Objectif de l'exercice: Recopiez fidèlement, s'il vous plaît, le passage du récit de soirée au bar ci-dessous, depuis « Trop lents à » jusqu'à « excités d'un soir. » inclus.

++++ Extrait du texte ++++

Baker

Cas clinique

Samedi 26 février 2011 à 12:02

          Trop lents à boire avec Jé et  Ju, il a fallu échouer à une soirée de prépa dans un bar australien, judicieusement appelé l'Australian parce trois pauvres didgeridoos sont accrochés aux murs. Chemises, costumes pour les plus motivés, jupes et décolletés de chasse, c'est le soir des résultats des élections pour leurs associations, et sûrement leur première et dernière sortie de l'année. Bière chère qui se boit comme du sirop, musique vieille de mille ans au volume bloqué sur le mode acouphène, relents aigres de sueur et de clopes juste fumées dans le labyrinthe en mouvement des excités d'un soir.
          L'annonce des résultats s'est faite debout sur le zinc par cinq représentants qui n'étaient pas au courant qu'il n'y a pas besoin de gueuler quand on a un micro. Frustrés d'avoir raté Barbara Streisand et une moitié de Who's that chick, on a gobé les despé avec l'envie de la pizza rituelle d'une heure du matin. Mais le copain de Ju était arrivé, et Jé et moi avons pris un coup de vieux quand on nous a donné vingt-deux ans. Les plans ont changé pour un narguilé et un dernier demi dans un bar qui fout dehors ses clients en deux secondes à la fermeture. Enfin, les trois fromages et chèvre miel ont pu comme d'habitude aider à faire passer la pilule des soirées catastrophes.

++++ Données fournies ++++

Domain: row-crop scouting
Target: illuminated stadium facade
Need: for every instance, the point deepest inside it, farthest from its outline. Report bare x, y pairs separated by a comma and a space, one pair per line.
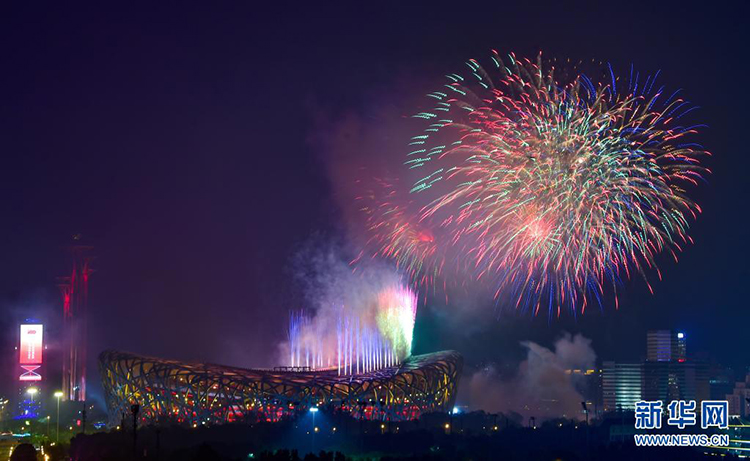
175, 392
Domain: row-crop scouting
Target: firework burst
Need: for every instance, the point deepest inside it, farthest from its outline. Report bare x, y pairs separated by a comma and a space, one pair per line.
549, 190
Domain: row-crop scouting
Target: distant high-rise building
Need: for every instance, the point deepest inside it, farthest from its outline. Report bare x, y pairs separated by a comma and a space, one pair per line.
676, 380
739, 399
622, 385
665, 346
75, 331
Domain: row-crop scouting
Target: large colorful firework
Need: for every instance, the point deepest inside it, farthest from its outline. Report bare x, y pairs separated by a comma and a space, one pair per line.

++++

Corrigé détaillé:
Trop lents à boire avec Jé et  Ju, il a fallu échouer à une soirée de prépa dans un bar australien, judicieusement appelé l'Australian parce trois pauvres didgeridoos sont accrochés aux murs. Chemises, costumes pour les plus motivés, jupes et décolletés de chasse, c'est le soir des résultats des élections pour leurs associations, et sûrement leur première et dernière sortie de l'année. Bière chère qui se boit comme du sirop, musique vieille de mille ans au volume bloqué sur le mode acouphène, relents aigres de sueur et de clopes juste fumées dans le labyrinthe en mouvement des excités d'un soir.